Dans le matériel ci-dessous, prends les lignes allant de celle qui contient "Please tag every instance of the stem" à celle qui contient "Query: stem", bornes comprises, et réécris-les en liste JSON de chaînes, une chaîne par ligne, sans les lignes vides.

DONNÉES DE LA TÂCHE –
___
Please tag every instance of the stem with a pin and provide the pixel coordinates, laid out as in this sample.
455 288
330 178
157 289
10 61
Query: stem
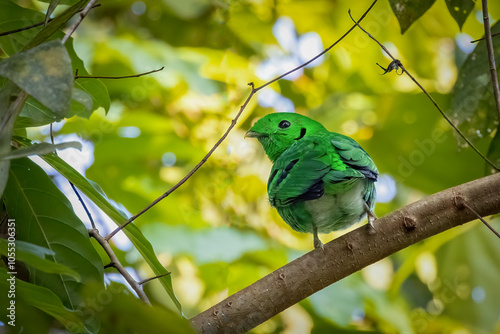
___
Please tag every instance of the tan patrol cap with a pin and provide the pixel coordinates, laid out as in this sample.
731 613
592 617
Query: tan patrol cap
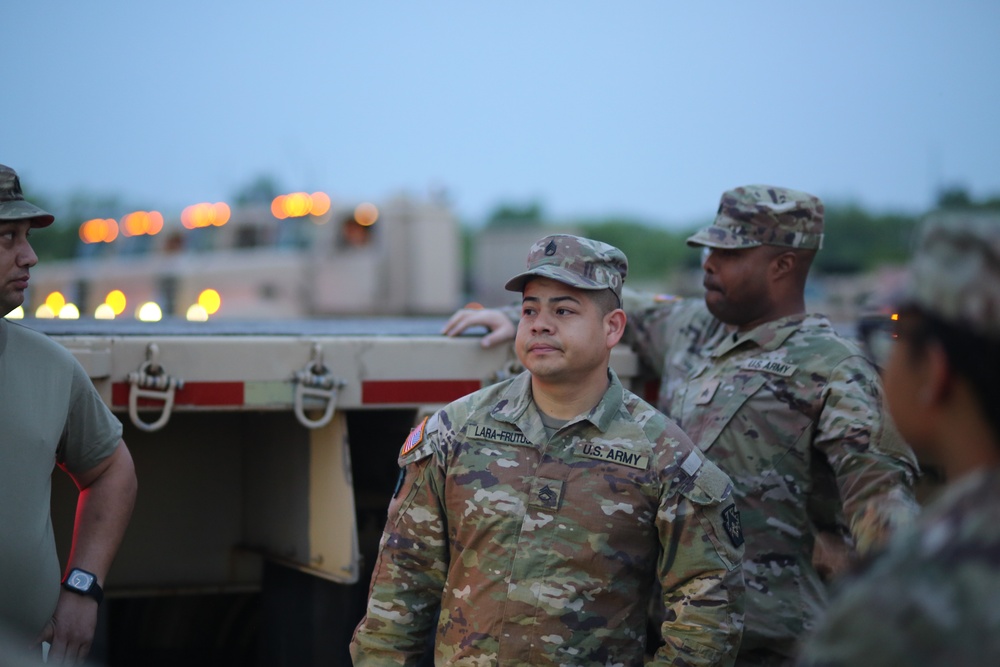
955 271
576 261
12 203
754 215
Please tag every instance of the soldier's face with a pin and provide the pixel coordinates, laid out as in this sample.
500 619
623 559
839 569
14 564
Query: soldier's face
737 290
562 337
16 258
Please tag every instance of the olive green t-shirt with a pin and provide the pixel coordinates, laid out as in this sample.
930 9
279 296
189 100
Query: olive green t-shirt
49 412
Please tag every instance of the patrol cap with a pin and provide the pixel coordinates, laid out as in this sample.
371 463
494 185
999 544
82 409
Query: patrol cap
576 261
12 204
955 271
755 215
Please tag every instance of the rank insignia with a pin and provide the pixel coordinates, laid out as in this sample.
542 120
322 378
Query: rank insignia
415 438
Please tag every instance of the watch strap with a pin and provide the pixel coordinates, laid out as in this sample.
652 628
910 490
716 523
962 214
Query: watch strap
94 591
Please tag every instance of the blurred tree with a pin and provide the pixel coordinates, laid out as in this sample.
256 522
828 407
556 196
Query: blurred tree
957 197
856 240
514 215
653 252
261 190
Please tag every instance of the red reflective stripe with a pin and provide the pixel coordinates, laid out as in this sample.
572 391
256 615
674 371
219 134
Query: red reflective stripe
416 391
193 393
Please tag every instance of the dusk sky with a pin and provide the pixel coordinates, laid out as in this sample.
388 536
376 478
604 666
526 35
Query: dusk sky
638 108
___
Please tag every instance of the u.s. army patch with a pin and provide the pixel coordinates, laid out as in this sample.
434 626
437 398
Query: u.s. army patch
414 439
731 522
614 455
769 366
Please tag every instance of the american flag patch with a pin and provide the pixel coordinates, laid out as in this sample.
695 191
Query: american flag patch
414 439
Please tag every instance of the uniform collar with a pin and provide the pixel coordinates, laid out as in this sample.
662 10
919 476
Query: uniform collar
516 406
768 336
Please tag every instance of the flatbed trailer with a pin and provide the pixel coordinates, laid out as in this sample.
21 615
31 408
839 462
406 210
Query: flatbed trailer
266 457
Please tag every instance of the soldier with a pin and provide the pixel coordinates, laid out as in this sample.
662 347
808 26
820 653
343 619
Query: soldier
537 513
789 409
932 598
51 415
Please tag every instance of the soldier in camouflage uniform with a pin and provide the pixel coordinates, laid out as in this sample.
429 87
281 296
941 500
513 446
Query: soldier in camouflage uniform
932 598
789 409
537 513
___
RÉSULTAT FINAL –
[
  "Please tag every instance of the stem with a pin and provide the pixel coordinates, laid out as in this sample.",
  "455 288",
  "330 178",
  "157 289",
  "10 61",
  "Query: stem"
]